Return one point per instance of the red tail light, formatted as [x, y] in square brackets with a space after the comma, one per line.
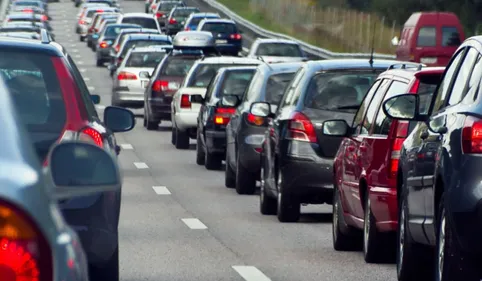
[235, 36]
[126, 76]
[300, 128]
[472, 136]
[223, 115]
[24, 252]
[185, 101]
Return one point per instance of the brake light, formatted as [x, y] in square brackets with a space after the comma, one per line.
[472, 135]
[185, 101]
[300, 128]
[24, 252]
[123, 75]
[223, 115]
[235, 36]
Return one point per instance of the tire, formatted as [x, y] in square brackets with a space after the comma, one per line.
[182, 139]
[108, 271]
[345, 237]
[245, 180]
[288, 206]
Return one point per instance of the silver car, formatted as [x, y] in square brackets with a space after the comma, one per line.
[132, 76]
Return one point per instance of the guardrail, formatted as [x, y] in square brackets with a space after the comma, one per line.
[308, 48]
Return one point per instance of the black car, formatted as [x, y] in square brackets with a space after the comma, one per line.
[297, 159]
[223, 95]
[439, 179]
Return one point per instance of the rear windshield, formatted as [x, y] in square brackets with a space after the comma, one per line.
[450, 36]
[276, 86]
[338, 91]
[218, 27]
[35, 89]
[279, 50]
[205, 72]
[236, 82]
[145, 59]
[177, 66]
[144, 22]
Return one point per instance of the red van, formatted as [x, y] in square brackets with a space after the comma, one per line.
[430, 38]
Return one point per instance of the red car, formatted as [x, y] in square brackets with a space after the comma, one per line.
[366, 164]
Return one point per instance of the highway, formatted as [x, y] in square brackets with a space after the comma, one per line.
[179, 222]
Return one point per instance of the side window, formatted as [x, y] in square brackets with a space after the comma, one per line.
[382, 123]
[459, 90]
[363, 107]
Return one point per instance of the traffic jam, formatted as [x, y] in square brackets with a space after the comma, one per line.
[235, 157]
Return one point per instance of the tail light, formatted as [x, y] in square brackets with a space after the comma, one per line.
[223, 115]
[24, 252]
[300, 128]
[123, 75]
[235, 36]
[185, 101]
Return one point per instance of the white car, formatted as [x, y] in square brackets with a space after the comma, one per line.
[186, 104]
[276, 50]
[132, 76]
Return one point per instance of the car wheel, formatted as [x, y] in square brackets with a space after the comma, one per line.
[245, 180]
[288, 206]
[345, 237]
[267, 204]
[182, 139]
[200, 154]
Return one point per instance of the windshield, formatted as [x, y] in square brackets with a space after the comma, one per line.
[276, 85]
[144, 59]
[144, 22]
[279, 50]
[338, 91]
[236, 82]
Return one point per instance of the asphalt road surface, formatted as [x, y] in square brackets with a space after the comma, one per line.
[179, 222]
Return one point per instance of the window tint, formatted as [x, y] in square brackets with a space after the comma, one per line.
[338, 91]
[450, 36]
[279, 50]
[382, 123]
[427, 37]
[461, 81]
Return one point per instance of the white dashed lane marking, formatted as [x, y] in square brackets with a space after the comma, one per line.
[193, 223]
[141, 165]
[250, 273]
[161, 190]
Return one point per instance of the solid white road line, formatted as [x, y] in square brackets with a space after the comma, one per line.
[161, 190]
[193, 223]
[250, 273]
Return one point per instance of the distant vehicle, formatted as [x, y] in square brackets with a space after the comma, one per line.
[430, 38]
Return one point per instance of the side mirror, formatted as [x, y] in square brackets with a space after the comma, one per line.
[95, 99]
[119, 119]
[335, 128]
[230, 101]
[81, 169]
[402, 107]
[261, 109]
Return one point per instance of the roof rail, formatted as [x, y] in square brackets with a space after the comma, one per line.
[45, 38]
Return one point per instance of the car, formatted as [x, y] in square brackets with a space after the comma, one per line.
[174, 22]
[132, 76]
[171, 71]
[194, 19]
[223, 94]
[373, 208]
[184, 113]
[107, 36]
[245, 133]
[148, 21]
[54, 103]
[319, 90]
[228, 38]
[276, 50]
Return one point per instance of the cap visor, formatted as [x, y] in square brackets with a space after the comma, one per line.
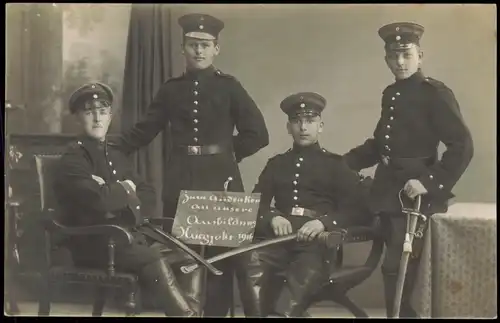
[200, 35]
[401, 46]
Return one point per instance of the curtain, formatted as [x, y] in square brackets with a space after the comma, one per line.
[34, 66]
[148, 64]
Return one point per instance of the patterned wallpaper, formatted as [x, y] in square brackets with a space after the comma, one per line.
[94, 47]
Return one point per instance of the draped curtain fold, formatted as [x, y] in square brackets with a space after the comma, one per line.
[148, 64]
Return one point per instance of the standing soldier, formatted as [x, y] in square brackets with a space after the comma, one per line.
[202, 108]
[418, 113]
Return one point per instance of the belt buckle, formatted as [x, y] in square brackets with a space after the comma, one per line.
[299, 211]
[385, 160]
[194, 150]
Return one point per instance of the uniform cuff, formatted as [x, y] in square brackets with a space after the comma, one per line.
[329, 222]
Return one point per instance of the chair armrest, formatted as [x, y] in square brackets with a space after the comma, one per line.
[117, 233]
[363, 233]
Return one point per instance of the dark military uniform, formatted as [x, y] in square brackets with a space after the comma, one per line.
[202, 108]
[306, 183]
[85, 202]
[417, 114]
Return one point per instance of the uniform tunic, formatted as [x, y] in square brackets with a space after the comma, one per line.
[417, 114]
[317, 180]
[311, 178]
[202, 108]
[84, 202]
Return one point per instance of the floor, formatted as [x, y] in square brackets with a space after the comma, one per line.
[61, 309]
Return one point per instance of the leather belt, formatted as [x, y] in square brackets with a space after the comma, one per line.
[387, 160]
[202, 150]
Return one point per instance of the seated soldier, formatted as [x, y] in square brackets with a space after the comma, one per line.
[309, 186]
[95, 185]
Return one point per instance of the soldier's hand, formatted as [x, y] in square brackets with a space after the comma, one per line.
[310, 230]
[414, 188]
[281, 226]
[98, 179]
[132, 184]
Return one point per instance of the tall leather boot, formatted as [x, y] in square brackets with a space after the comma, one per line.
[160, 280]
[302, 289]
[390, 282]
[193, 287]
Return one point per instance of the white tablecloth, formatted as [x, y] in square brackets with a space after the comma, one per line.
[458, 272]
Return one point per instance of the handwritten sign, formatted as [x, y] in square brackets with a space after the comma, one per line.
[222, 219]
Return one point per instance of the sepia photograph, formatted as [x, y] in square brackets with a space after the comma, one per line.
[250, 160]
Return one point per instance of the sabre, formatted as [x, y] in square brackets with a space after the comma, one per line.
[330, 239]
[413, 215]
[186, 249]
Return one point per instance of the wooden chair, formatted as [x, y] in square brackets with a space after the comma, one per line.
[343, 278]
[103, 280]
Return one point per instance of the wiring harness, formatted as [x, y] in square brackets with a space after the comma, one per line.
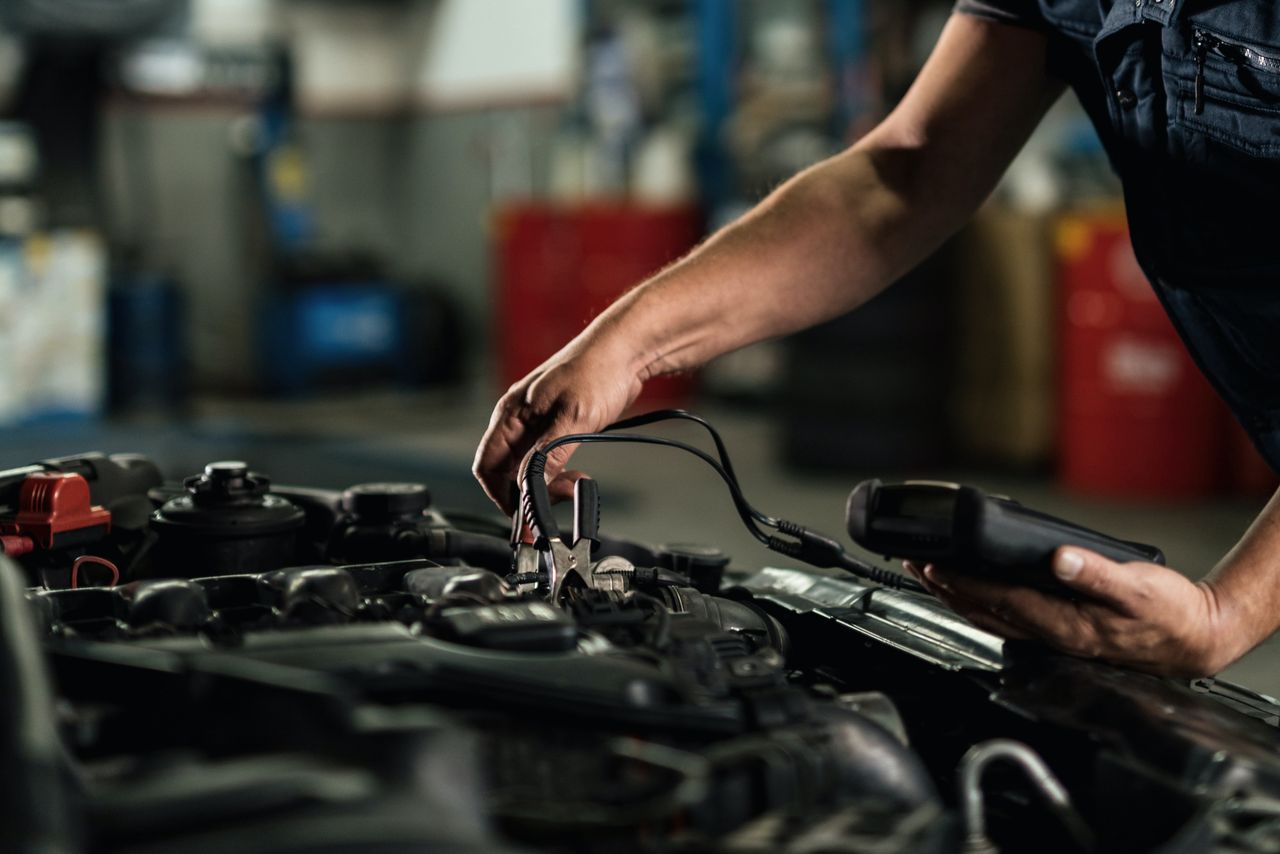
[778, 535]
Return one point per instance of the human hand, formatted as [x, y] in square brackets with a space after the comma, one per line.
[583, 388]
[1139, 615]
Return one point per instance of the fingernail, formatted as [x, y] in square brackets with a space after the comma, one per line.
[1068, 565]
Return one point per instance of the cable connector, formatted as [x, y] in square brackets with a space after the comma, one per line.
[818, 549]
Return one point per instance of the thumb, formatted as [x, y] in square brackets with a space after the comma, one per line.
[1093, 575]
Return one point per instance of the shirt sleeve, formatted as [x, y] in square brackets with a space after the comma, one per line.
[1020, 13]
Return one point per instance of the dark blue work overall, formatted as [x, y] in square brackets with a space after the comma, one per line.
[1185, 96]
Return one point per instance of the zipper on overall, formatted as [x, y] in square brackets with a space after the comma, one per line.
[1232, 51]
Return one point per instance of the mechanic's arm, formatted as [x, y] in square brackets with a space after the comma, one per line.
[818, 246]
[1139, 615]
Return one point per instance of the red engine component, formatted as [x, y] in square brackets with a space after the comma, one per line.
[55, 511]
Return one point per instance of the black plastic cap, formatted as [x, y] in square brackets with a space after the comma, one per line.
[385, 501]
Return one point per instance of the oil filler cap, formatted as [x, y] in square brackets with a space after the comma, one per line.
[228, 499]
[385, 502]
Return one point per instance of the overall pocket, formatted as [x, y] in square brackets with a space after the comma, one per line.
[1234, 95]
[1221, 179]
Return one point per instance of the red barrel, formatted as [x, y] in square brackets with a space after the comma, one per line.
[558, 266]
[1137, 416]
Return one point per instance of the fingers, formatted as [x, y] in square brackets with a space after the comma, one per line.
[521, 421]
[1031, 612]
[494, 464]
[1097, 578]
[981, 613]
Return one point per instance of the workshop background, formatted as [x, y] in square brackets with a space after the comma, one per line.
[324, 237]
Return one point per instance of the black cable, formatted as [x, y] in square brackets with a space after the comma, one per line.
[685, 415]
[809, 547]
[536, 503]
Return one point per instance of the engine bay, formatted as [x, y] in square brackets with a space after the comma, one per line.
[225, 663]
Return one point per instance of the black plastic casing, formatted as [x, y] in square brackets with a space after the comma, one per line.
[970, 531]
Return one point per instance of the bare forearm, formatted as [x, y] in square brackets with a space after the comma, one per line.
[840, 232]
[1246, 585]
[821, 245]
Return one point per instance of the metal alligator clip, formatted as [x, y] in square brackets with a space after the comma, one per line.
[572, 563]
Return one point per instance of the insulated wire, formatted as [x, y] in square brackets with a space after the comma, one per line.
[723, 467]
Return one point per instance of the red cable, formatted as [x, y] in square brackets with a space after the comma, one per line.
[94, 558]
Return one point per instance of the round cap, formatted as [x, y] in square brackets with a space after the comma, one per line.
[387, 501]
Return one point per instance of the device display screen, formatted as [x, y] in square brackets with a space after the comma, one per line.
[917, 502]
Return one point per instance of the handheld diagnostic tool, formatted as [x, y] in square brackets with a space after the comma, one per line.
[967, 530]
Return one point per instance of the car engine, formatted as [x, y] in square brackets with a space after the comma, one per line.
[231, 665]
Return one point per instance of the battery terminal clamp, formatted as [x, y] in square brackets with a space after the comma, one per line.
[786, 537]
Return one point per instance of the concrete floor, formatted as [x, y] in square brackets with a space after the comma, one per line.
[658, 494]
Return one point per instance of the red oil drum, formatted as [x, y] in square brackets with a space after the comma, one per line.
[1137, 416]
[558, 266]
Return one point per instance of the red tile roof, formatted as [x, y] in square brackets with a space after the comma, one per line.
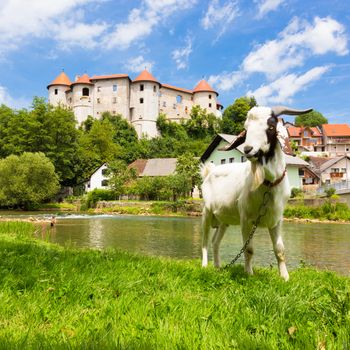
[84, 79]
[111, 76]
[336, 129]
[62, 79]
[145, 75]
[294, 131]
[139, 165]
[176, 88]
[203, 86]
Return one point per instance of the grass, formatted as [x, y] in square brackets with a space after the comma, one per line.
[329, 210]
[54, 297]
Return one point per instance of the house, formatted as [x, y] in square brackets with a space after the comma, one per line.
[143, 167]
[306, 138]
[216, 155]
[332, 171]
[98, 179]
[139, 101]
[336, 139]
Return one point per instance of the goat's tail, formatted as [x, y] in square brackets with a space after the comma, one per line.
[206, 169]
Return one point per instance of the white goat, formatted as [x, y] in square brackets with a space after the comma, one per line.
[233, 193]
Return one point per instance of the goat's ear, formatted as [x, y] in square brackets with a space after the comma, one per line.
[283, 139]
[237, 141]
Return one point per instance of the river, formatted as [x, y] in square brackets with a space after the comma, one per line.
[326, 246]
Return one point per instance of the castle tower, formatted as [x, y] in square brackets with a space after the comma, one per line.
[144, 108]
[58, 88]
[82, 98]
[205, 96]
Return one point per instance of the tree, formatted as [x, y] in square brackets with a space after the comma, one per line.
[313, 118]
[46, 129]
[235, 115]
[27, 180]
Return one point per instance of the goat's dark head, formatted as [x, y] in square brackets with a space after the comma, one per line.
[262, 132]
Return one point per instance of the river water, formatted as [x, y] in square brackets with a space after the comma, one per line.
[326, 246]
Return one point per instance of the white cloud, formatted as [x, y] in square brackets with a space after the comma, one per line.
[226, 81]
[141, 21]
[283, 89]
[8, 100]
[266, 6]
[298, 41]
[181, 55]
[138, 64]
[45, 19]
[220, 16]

□ □ □

* ASSIGNED TASK *
This exercise asks for an exact repeat of the lines from the one holding "Return one point per instance of the tree, formatted" through the end of the data above.

* ANSWER TO THE EXERCISE *
Return one point per instance of the tree, formatted as [x, y] in square brackets with a space after the comma, one per line.
[313, 118]
[46, 129]
[235, 115]
[27, 180]
Return one point per instance of the goat's dark head, formatted as [x, y] in square brackets with a space after the comma, one per line.
[262, 132]
Return one point per instance of the river water, formatted as [x, y] in square brackets with a space after the comma, one per line.
[326, 246]
Return one point per instance of the white cloud, formatted as [x, y] in square brackets with a space after the comma, one per line.
[226, 81]
[141, 21]
[283, 89]
[8, 100]
[266, 6]
[298, 41]
[181, 55]
[138, 64]
[45, 19]
[220, 16]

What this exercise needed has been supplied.